◆ **Written problem**: Locate "Can you find the pig" in the listing below, then output the line holding it and every line after it, exactly and with nothing else.

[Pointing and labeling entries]
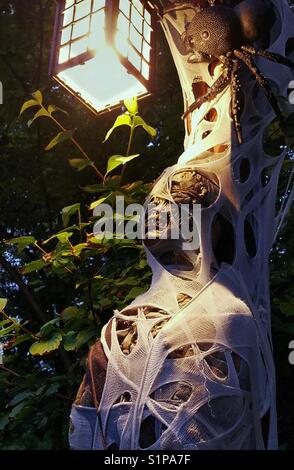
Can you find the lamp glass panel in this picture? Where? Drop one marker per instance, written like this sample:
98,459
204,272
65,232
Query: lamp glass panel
99,78
82,9
102,81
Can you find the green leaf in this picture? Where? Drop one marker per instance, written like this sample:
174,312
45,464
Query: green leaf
99,201
79,163
3,303
38,96
59,138
131,105
70,341
63,237
28,104
22,242
46,345
52,109
33,266
4,420
84,336
41,113
20,397
48,327
122,120
69,313
117,160
69,211
138,121
77,249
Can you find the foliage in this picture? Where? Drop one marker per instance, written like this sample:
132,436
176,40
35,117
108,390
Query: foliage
61,283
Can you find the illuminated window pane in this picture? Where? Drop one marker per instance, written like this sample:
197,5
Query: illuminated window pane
98,4
123,25
137,20
68,16
65,35
102,81
145,70
69,3
63,55
125,7
80,28
97,34
147,33
78,47
136,38
122,44
147,17
134,58
146,51
82,9
138,5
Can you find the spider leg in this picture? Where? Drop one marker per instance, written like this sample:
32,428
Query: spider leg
235,88
221,83
247,59
278,58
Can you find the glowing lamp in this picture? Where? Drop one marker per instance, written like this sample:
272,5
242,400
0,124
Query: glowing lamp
103,50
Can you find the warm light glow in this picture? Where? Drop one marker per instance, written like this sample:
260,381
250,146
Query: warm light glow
102,81
92,68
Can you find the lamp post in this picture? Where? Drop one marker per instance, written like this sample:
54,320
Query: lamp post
103,51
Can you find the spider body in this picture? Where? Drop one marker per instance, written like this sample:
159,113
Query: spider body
219,32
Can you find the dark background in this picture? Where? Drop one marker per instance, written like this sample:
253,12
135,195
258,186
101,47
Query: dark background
36,393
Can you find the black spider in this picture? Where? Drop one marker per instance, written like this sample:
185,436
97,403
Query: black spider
227,34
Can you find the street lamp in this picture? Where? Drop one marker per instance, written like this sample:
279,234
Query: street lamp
103,50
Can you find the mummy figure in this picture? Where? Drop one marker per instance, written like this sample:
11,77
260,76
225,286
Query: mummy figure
188,365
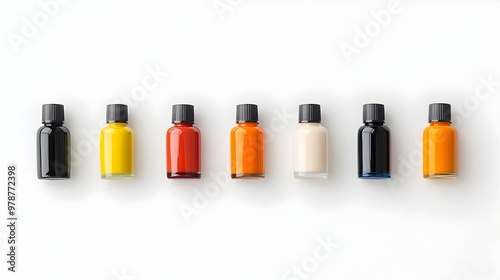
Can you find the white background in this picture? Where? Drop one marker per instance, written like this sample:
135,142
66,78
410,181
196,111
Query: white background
277,54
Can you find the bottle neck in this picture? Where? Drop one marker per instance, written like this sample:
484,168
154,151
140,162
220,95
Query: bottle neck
310,123
440,123
373,123
248,124
52,124
183,124
118,124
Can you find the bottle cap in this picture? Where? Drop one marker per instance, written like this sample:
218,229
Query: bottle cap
373,112
183,113
439,112
309,113
117,113
247,113
52,113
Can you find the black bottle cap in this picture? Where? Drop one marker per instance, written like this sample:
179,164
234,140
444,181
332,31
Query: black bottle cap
439,112
183,113
52,113
373,112
309,113
247,113
117,113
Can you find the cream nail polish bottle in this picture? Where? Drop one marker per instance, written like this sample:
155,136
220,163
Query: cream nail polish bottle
310,144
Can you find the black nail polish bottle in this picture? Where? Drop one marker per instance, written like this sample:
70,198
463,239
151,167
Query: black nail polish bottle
53,144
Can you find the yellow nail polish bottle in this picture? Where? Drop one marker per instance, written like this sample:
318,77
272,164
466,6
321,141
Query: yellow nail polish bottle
117,145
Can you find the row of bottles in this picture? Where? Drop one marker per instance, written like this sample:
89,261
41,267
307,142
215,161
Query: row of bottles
183,144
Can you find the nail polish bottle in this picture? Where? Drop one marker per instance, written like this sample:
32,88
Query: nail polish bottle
183,144
53,144
373,144
440,144
117,144
247,144
310,141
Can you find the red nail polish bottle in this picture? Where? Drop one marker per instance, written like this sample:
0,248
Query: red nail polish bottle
183,144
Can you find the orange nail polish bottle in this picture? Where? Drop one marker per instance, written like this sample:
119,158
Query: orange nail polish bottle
247,144
440,144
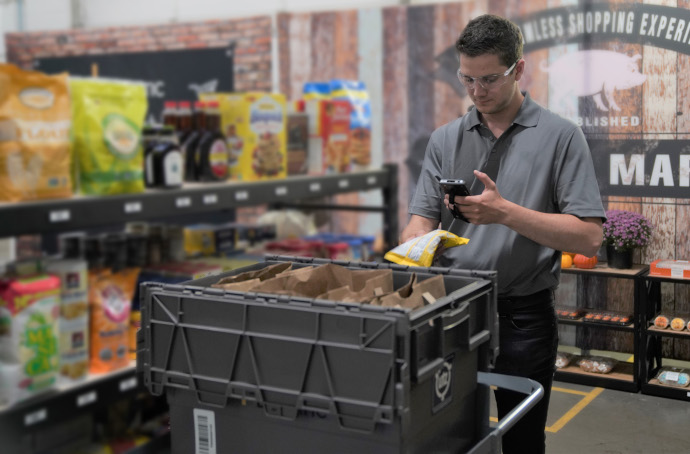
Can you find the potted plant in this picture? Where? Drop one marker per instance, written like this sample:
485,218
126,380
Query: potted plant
624,231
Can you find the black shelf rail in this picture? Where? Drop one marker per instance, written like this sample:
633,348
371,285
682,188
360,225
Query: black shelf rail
604,381
650,339
82,212
67,401
627,328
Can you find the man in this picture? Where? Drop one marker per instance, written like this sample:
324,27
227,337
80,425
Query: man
545,199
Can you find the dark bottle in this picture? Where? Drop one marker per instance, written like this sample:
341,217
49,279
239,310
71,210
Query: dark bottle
212,153
170,114
191,142
149,138
167,161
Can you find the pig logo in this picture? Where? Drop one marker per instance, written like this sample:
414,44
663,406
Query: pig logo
604,72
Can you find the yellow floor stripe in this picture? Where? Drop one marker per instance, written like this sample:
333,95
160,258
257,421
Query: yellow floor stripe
569,391
570,414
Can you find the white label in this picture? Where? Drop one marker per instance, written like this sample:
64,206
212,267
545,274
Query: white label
127,384
87,398
672,376
183,202
35,417
60,216
133,207
205,431
210,199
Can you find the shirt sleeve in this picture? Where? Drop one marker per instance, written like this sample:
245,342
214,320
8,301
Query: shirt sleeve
577,190
427,198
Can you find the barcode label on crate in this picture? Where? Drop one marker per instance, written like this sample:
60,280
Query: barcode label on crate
205,431
35,417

◆ **Written solution**:
Can you find the pig logo in this picture? Where? Drop one marker per instance, written like this sample:
414,44
663,406
Query: pig logo
604,72
Can you find the yellow floor stripe in this picture? Where? Drop one marker per instance, written like this sample:
333,95
160,258
257,421
Query: yellow floor stripe
569,391
570,414
Can you find the white label in this picture? Where? Drop one marker per instance, written like this sample:
64,206
212,267
545,274
Query: white label
127,384
87,398
672,376
183,202
35,417
60,216
133,207
205,431
210,199
Can you find the shirt sleeve in this picture? Where? Drop one marker per instance, written like this sample:
245,342
214,320
8,301
Query: shirt sleeve
577,190
427,198
Can you find the barcode label on crate in this picture? Where? Drop one marker per instance, written like this sample:
60,280
Query: barcode label on crate
205,431
35,417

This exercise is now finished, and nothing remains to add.